HOW TO COMPLETE THIS TASK: Return the listing below in full, exactly.

INFORMATION SUPPLIED:
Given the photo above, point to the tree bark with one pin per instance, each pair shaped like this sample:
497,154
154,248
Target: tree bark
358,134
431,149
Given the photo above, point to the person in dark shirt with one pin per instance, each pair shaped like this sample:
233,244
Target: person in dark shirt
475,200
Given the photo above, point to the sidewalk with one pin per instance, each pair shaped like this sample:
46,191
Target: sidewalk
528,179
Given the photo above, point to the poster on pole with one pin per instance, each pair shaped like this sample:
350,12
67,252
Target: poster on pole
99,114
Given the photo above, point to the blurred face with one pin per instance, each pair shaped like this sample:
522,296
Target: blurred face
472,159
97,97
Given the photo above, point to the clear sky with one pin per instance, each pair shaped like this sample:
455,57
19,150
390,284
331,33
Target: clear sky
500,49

EXPECTED ANSWER:
Given the photo above, point to the tree bark with one pin per instance, each pair shaped like this sample:
497,154
154,248
Target: tree bark
358,134
431,149
Given the photo above, point to the person in dark shirt with one pin per instance, each pair shaped like this sample:
233,244
Target: person in dark shirt
475,200
Given the photo above, point to the sidewalk with one pin per instance, each pair shaped like this sample:
46,191
Target: sidewalk
528,179
Given the photo above, point to the poster on pole with one pin per instance, each pair shaped like this sample:
350,12
67,252
Target: poster on pole
99,114
Given the photo above, point to the blurred face with one pin per instance, each pair shaped like this sample:
522,296
Target: blurred face
472,159
97,97
Given the photo above, point to the clear sky with one pin per instance, each pair shaped like this sample:
455,57
19,150
390,284
331,33
Target: clear sky
500,49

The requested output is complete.